REQUIREMENT 1 =>
Reproduce verbatim the lines of the collection entries below, from the line with "Expected: for each instance of the wall-mounted" up to and including the final line of the records.

○ ○ ○ ○ ○

As I came into contact with custom aggregate functions, I had a table with many datasets containing IP-addresses. My idea was, simply put, to build up a hash code about IP-addresses, which I selected before, which can easily done by XOR-ing all IP-addresses.

Snip 4 - Finished aggregator for 'hashing' IPv4-addresses:

01  CREATE AGGREGATE hash_ips ( ip4 ) (
02	SFUNC = ip4_xor,
03	STYPE = ip4,
04	INITCOND = '0.0.0.0'
05  )

Description:
The aggregator is called hash_ips (line 01) and expects one paramter of type ip4 (line 01, look at pgFoundry for more information about ip4). It's initial state itself is also of type ip4 (line 03) and has the initial value of the IP-address 0.0.0.0 (line 04). For each dataset this get's XORed (by passing the function ip4_xor, line 02)) and will be returned after the iteration (because no FINALFUNC is stated).

○ ○ ○ ○ ○

REQUIREMENT 2 =>
Extend the passage on the custom aggregate for hashing IPv4 addresses, picking up right after its last sentence.

[Collection entries]
○ ○ ○ ○ ○

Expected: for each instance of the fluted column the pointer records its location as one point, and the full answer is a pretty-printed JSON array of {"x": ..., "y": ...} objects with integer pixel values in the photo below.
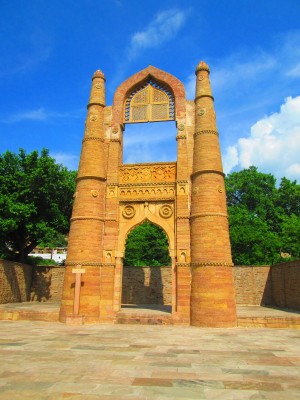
[
  {"x": 212, "y": 288},
  {"x": 85, "y": 244}
]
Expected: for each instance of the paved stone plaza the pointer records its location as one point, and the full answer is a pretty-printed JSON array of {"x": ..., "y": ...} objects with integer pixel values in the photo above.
[{"x": 48, "y": 360}]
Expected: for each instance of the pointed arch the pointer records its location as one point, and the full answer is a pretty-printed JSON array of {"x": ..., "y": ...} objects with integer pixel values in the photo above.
[{"x": 133, "y": 223}]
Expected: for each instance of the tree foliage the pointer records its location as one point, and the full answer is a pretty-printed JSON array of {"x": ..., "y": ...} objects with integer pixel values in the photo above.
[
  {"x": 264, "y": 220},
  {"x": 35, "y": 202},
  {"x": 147, "y": 245}
]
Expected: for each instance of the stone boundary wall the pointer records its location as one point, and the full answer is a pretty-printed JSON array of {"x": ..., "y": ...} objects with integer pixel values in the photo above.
[
  {"x": 15, "y": 282},
  {"x": 253, "y": 284},
  {"x": 286, "y": 285},
  {"x": 278, "y": 285},
  {"x": 147, "y": 285},
  {"x": 47, "y": 283}
]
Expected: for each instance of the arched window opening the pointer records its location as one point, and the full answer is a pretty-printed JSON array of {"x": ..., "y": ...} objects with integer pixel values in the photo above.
[{"x": 151, "y": 101}]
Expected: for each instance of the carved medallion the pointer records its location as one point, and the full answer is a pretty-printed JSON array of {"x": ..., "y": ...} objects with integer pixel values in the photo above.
[
  {"x": 166, "y": 211},
  {"x": 201, "y": 112},
  {"x": 128, "y": 212},
  {"x": 94, "y": 193}
]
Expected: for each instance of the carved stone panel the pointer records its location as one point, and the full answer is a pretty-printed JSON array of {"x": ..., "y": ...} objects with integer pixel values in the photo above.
[{"x": 138, "y": 173}]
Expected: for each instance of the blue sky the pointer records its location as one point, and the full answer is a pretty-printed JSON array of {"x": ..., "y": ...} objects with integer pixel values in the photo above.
[{"x": 50, "y": 50}]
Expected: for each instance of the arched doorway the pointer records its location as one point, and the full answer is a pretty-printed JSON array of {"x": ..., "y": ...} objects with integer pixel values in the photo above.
[{"x": 147, "y": 270}]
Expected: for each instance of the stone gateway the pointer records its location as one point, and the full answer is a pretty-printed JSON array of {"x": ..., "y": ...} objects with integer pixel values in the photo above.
[{"x": 185, "y": 198}]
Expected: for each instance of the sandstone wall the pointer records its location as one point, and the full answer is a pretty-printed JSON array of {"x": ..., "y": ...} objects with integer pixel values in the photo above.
[
  {"x": 253, "y": 284},
  {"x": 278, "y": 285},
  {"x": 286, "y": 285},
  {"x": 47, "y": 283},
  {"x": 145, "y": 285},
  {"x": 15, "y": 282}
]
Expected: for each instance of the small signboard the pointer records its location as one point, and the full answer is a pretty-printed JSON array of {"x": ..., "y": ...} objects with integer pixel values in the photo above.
[{"x": 78, "y": 271}]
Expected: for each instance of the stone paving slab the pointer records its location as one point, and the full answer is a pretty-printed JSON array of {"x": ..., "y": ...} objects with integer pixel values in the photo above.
[{"x": 48, "y": 360}]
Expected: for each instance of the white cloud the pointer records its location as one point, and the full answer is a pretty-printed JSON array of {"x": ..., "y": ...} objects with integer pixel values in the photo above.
[
  {"x": 40, "y": 115},
  {"x": 163, "y": 28},
  {"x": 31, "y": 115},
  {"x": 273, "y": 144},
  {"x": 294, "y": 71}
]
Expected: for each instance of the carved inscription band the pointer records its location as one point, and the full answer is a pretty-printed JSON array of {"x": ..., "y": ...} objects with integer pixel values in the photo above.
[
  {"x": 201, "y": 215},
  {"x": 211, "y": 264},
  {"x": 87, "y": 139},
  {"x": 89, "y": 264},
  {"x": 83, "y": 218},
  {"x": 206, "y": 132}
]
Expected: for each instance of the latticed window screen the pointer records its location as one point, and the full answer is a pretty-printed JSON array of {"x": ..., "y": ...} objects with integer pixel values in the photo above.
[{"x": 149, "y": 102}]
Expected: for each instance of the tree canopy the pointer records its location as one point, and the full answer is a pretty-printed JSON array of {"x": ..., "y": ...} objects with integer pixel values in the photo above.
[
  {"x": 36, "y": 197},
  {"x": 264, "y": 220},
  {"x": 147, "y": 245}
]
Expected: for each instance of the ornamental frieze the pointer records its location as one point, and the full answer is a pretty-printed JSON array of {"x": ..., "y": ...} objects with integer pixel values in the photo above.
[
  {"x": 161, "y": 172},
  {"x": 147, "y": 192}
]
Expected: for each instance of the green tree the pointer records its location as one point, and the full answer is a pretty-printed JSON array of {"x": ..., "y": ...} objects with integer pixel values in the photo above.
[
  {"x": 147, "y": 245},
  {"x": 264, "y": 220},
  {"x": 35, "y": 202}
]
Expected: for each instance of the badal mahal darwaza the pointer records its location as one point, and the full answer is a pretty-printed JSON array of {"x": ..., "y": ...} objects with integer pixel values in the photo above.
[{"x": 185, "y": 198}]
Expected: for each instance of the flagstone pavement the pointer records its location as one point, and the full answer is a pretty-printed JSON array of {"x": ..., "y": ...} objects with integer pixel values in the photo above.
[{"x": 53, "y": 361}]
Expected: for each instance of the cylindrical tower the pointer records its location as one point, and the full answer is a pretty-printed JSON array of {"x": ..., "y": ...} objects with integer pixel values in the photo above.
[
  {"x": 212, "y": 287},
  {"x": 85, "y": 244}
]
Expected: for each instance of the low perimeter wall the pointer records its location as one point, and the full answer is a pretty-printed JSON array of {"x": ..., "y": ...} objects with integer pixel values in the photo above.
[
  {"x": 15, "y": 282},
  {"x": 278, "y": 285}
]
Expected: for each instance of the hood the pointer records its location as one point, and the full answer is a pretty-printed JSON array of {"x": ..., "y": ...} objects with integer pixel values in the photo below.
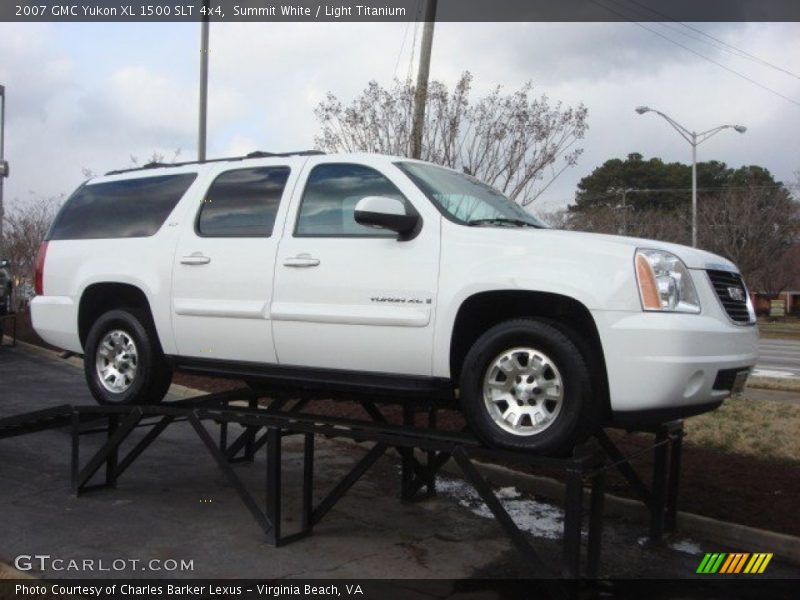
[{"x": 693, "y": 258}]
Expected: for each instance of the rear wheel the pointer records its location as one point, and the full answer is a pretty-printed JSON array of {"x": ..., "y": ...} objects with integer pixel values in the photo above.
[
  {"x": 124, "y": 363},
  {"x": 525, "y": 386}
]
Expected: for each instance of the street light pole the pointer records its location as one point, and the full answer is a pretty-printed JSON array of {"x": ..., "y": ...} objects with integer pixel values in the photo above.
[
  {"x": 3, "y": 163},
  {"x": 203, "y": 108},
  {"x": 423, "y": 73},
  {"x": 695, "y": 139}
]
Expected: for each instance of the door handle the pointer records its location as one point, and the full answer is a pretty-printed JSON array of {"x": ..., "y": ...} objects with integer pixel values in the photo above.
[
  {"x": 195, "y": 258},
  {"x": 301, "y": 260}
]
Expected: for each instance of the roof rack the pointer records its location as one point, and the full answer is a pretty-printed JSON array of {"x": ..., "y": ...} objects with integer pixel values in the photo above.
[{"x": 256, "y": 154}]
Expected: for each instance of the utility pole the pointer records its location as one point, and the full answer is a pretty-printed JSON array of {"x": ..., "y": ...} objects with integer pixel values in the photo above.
[
  {"x": 3, "y": 163},
  {"x": 203, "y": 111},
  {"x": 421, "y": 93}
]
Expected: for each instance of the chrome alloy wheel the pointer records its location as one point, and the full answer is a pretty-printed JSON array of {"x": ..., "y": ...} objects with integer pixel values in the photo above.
[
  {"x": 116, "y": 361},
  {"x": 523, "y": 391}
]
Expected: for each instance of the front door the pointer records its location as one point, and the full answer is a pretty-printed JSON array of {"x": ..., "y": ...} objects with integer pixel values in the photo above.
[
  {"x": 349, "y": 296},
  {"x": 224, "y": 264}
]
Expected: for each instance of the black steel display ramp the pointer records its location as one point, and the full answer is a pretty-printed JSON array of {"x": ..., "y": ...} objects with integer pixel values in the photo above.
[{"x": 423, "y": 452}]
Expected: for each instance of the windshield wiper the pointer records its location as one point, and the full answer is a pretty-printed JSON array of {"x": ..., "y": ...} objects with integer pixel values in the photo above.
[{"x": 500, "y": 221}]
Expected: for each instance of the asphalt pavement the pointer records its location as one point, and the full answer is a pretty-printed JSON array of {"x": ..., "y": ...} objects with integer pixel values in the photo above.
[
  {"x": 174, "y": 503},
  {"x": 779, "y": 358}
]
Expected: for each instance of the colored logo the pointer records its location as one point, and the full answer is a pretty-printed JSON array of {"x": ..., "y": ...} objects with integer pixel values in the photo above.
[{"x": 734, "y": 563}]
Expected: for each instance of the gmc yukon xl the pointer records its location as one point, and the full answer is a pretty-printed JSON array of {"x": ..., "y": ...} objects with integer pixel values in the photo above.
[{"x": 377, "y": 274}]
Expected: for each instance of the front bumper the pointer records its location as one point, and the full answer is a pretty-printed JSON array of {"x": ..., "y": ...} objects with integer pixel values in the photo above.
[{"x": 668, "y": 362}]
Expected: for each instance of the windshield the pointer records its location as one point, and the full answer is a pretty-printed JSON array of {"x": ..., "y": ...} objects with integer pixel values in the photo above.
[{"x": 467, "y": 200}]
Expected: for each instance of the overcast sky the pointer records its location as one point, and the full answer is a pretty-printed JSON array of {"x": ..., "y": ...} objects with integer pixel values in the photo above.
[{"x": 91, "y": 95}]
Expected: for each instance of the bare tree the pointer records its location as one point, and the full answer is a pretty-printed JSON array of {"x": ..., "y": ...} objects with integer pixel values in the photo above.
[
  {"x": 26, "y": 224},
  {"x": 670, "y": 224},
  {"x": 517, "y": 143},
  {"x": 758, "y": 229}
]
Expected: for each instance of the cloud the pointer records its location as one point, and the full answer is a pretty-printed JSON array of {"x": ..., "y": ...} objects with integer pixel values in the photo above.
[{"x": 83, "y": 95}]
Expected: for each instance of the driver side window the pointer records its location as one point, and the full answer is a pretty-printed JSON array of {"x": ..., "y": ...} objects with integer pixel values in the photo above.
[{"x": 329, "y": 200}]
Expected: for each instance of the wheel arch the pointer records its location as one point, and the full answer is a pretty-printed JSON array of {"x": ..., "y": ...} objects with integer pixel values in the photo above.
[
  {"x": 483, "y": 310},
  {"x": 99, "y": 298}
]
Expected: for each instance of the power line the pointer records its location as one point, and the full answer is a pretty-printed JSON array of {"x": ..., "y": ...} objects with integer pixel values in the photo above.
[
  {"x": 736, "y": 50},
  {"x": 696, "y": 53}
]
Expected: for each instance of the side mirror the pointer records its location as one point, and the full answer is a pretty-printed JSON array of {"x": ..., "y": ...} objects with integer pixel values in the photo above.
[{"x": 385, "y": 213}]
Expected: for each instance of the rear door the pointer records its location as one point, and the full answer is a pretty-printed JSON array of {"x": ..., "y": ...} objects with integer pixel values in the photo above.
[
  {"x": 348, "y": 296},
  {"x": 224, "y": 263}
]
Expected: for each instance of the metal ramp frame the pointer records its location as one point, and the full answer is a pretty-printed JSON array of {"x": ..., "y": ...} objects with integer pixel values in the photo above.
[{"x": 422, "y": 450}]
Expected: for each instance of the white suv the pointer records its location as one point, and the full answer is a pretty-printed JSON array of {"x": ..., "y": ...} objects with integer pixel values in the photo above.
[{"x": 368, "y": 273}]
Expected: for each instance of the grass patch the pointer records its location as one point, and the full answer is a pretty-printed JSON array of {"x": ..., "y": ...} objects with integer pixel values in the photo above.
[
  {"x": 755, "y": 428},
  {"x": 779, "y": 384}
]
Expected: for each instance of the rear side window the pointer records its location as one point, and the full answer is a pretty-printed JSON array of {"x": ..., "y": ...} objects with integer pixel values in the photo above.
[
  {"x": 243, "y": 203},
  {"x": 330, "y": 198},
  {"x": 120, "y": 209}
]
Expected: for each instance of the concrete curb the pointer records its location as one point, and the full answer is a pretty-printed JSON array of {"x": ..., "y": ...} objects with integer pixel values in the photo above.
[{"x": 740, "y": 537}]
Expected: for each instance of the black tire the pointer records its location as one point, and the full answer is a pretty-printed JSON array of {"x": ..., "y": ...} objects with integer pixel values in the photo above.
[
  {"x": 577, "y": 414},
  {"x": 153, "y": 373}
]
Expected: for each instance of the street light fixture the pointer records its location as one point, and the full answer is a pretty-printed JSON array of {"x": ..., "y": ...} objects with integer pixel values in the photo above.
[{"x": 695, "y": 139}]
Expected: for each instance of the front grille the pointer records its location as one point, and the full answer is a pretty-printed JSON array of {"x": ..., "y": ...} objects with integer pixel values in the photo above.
[{"x": 726, "y": 285}]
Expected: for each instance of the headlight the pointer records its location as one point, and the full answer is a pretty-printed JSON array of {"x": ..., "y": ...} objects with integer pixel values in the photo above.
[{"x": 665, "y": 283}]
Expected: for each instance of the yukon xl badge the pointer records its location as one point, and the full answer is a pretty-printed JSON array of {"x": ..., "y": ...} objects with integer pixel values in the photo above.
[
  {"x": 736, "y": 294},
  {"x": 399, "y": 300}
]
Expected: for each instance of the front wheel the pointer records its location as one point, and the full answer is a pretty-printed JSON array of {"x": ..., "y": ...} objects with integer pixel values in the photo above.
[
  {"x": 525, "y": 386},
  {"x": 124, "y": 364}
]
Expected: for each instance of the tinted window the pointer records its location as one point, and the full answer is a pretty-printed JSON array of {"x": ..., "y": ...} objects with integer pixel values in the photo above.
[
  {"x": 243, "y": 203},
  {"x": 331, "y": 195},
  {"x": 120, "y": 209}
]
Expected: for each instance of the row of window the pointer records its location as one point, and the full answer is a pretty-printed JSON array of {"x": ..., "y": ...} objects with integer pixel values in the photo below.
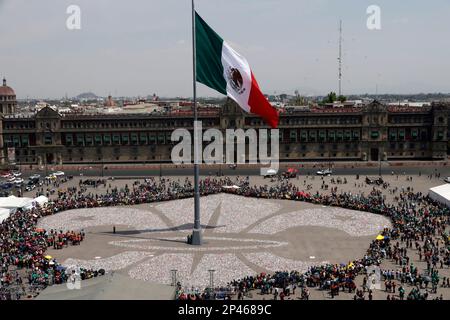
[
  {"x": 142, "y": 138},
  {"x": 316, "y": 121},
  {"x": 7, "y": 98},
  {"x": 134, "y": 124},
  {"x": 321, "y": 136}
]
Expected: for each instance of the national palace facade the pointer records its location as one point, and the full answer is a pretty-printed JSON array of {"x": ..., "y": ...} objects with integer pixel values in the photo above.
[{"x": 370, "y": 133}]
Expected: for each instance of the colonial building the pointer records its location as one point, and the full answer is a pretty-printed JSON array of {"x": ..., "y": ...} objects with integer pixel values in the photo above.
[{"x": 370, "y": 133}]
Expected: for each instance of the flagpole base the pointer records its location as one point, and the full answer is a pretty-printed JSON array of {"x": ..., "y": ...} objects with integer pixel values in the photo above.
[{"x": 196, "y": 238}]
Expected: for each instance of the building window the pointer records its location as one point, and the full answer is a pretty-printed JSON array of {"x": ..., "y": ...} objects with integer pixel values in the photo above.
[
  {"x": 98, "y": 139},
  {"x": 48, "y": 139},
  {"x": 89, "y": 140},
  {"x": 80, "y": 140},
  {"x": 116, "y": 139},
  {"x": 125, "y": 139}
]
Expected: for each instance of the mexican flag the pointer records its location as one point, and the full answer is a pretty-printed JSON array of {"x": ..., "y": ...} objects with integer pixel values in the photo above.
[{"x": 223, "y": 69}]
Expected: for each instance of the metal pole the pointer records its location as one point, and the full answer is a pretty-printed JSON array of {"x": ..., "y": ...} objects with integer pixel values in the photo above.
[{"x": 196, "y": 238}]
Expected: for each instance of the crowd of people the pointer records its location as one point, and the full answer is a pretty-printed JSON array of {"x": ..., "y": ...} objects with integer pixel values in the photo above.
[
  {"x": 418, "y": 224},
  {"x": 415, "y": 219}
]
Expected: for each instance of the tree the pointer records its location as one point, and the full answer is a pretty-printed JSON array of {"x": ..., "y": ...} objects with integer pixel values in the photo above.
[
  {"x": 342, "y": 98},
  {"x": 330, "y": 98}
]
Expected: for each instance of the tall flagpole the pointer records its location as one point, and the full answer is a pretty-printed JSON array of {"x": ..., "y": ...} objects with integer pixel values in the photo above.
[{"x": 196, "y": 238}]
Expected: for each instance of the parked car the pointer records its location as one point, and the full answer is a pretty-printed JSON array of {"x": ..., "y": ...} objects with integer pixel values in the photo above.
[
  {"x": 30, "y": 187},
  {"x": 290, "y": 173},
  {"x": 6, "y": 186},
  {"x": 270, "y": 173},
  {"x": 326, "y": 172},
  {"x": 16, "y": 173},
  {"x": 35, "y": 177}
]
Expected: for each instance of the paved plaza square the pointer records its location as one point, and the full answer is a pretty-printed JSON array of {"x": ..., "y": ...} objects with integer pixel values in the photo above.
[{"x": 243, "y": 236}]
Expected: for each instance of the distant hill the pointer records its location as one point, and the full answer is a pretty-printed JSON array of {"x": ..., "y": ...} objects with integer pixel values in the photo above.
[{"x": 87, "y": 96}]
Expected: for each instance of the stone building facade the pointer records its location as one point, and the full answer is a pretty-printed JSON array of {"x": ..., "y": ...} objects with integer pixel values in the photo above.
[{"x": 371, "y": 133}]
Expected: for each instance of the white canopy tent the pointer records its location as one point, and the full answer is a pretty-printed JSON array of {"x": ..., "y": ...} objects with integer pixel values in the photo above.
[
  {"x": 4, "y": 214},
  {"x": 13, "y": 202},
  {"x": 41, "y": 200},
  {"x": 441, "y": 194}
]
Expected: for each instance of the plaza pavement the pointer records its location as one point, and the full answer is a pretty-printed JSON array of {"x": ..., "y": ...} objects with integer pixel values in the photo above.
[{"x": 265, "y": 240}]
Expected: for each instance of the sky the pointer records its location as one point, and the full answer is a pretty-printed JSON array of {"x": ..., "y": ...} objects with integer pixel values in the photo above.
[{"x": 141, "y": 47}]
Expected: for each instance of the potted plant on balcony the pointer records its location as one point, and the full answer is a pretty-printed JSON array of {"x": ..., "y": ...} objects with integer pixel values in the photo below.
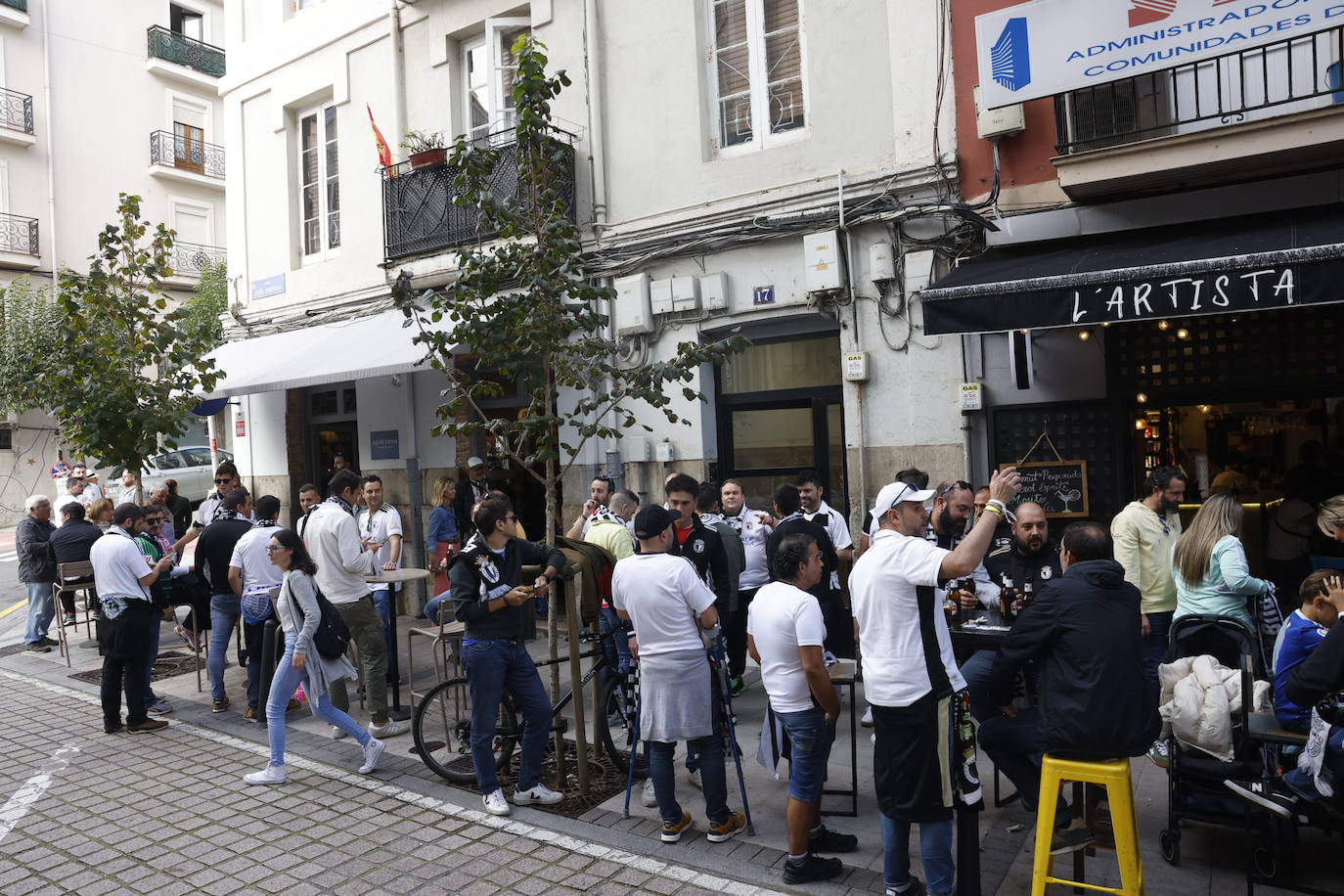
[{"x": 425, "y": 150}]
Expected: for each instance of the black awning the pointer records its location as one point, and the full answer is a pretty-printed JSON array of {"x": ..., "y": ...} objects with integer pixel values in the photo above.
[{"x": 1236, "y": 263}]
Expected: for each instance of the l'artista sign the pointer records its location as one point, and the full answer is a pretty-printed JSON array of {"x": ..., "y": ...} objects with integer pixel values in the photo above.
[{"x": 1048, "y": 47}]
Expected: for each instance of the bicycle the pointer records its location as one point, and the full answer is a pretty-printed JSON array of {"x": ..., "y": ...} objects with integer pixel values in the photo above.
[{"x": 442, "y": 722}]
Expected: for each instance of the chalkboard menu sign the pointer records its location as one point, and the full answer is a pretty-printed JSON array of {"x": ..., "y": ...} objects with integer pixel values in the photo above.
[{"x": 1059, "y": 486}]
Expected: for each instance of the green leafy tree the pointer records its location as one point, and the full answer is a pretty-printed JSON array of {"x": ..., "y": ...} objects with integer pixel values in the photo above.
[
  {"x": 521, "y": 312},
  {"x": 208, "y": 301},
  {"x": 136, "y": 363},
  {"x": 29, "y": 340}
]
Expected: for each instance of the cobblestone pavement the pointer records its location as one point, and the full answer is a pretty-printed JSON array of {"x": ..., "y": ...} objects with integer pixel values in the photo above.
[{"x": 167, "y": 813}]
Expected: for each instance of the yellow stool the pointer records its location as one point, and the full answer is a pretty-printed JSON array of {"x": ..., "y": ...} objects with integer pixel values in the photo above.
[{"x": 1111, "y": 774}]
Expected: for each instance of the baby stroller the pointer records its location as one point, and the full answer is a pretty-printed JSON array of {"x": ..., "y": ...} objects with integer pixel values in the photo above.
[{"x": 1195, "y": 778}]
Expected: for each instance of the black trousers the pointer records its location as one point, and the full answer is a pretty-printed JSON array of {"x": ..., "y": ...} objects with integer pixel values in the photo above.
[
  {"x": 129, "y": 675},
  {"x": 736, "y": 633}
]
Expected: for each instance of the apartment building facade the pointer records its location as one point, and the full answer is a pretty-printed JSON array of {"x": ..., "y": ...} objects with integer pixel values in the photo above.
[{"x": 97, "y": 100}]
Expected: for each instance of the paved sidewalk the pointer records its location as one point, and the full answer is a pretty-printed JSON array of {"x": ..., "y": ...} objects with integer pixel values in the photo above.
[{"x": 168, "y": 813}]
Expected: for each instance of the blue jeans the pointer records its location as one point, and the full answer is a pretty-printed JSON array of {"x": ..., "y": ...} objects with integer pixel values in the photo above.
[
  {"x": 934, "y": 852},
  {"x": 1154, "y": 645},
  {"x": 283, "y": 686},
  {"x": 809, "y": 743},
  {"x": 225, "y": 610},
  {"x": 712, "y": 777},
  {"x": 42, "y": 610},
  {"x": 492, "y": 668}
]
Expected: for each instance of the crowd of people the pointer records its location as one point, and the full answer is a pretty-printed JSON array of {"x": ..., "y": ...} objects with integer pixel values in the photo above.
[{"x": 1082, "y": 614}]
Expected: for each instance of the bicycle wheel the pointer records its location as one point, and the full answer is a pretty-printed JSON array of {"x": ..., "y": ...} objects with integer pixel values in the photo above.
[
  {"x": 615, "y": 723},
  {"x": 442, "y": 731}
]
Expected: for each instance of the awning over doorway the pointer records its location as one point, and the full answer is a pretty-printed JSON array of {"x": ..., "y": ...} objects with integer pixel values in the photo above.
[
  {"x": 349, "y": 349},
  {"x": 1232, "y": 265}
]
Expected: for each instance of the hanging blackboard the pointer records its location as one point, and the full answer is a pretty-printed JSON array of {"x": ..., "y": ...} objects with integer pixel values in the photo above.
[{"x": 1059, "y": 486}]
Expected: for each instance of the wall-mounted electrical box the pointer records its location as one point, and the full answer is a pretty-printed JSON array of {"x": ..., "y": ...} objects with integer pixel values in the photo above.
[
  {"x": 822, "y": 258},
  {"x": 998, "y": 122},
  {"x": 686, "y": 294},
  {"x": 633, "y": 313},
  {"x": 714, "y": 291},
  {"x": 660, "y": 295}
]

○ ○ ○ ○ ○

EXERCISE RESPONSE 1 =>
Expected: for each instance of the wall-mounted electrical box the pointer records its location as one point, and the full answer is a pretty-printed JSON array of {"x": ..., "y": ...} objects with integer pixel values in the photo above.
[
  {"x": 822, "y": 258},
  {"x": 998, "y": 122},
  {"x": 686, "y": 294},
  {"x": 633, "y": 313},
  {"x": 714, "y": 291},
  {"x": 660, "y": 295}
]

EXERCISE RESPONSE 2 =>
Snip 5 - After creation you can use the aggregator like other aggregators.

SELECT hash_ips(column_with_ip) FROM mytable;

For more examples please have a look at the official examples.

Conclusion

The main idea was to simply create one-way-functions (called 'hash'-function), which succeeded smoothly with PostgreSQL. This shows once more, that an object relational DBMS puts developer in a position to enhance the existing database with exotic functions. We should start thinking about alternate all the MySQL installations for complex software solutions and start cooperating with a 'real' database - PostgreSQL.